Exercise description: Filter the listing below down to only those lines that contain the word "slope".
[Start of Extracted entries]
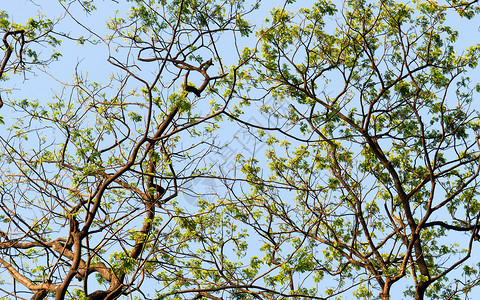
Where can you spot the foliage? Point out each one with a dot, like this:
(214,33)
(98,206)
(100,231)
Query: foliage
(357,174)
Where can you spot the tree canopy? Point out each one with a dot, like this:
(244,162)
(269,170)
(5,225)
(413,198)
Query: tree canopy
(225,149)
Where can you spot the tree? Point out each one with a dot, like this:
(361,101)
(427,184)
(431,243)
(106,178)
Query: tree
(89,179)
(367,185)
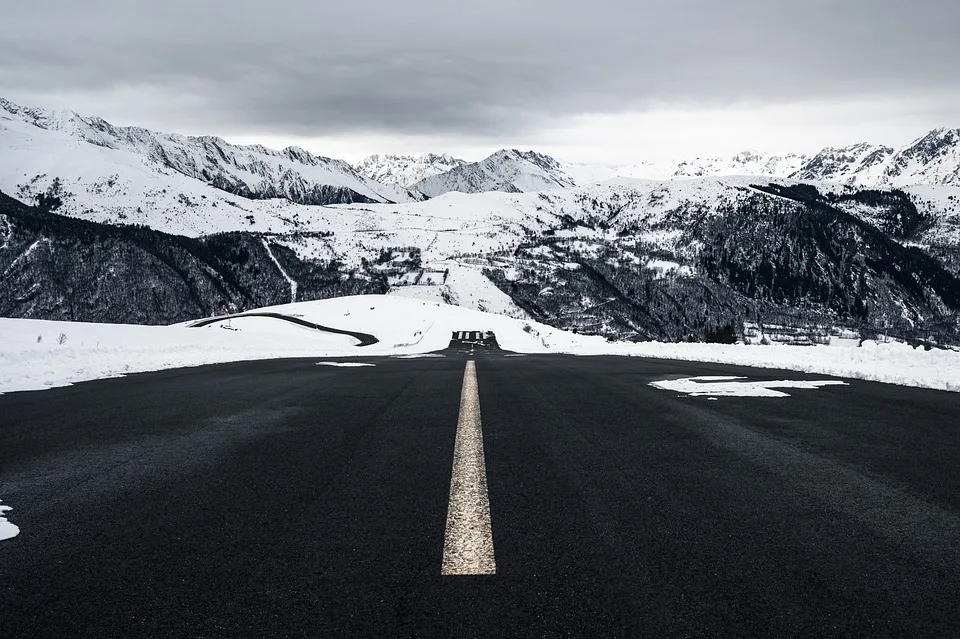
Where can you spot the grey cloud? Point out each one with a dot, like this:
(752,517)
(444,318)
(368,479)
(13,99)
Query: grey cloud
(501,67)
[End of Extracted entries]
[Start of Extracted entries]
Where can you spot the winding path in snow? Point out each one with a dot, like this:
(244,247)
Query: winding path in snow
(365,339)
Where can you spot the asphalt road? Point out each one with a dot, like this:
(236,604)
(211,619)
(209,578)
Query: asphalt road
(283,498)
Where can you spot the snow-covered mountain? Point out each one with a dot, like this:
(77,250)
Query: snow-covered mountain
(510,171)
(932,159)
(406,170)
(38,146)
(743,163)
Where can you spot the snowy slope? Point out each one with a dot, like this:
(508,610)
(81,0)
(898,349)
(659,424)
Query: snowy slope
[End of Extracted entries]
[Start of Extracted entries]
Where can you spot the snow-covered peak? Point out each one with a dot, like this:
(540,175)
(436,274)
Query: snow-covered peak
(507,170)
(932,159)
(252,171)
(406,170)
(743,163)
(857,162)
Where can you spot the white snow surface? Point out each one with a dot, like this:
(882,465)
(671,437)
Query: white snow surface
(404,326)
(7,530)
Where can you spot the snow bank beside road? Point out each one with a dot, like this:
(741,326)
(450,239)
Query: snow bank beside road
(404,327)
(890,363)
[End of Extracted entries]
Worked answer:
Where can you spot the snowy slope? Point out each one with a dot, like this:
Query: snowy slope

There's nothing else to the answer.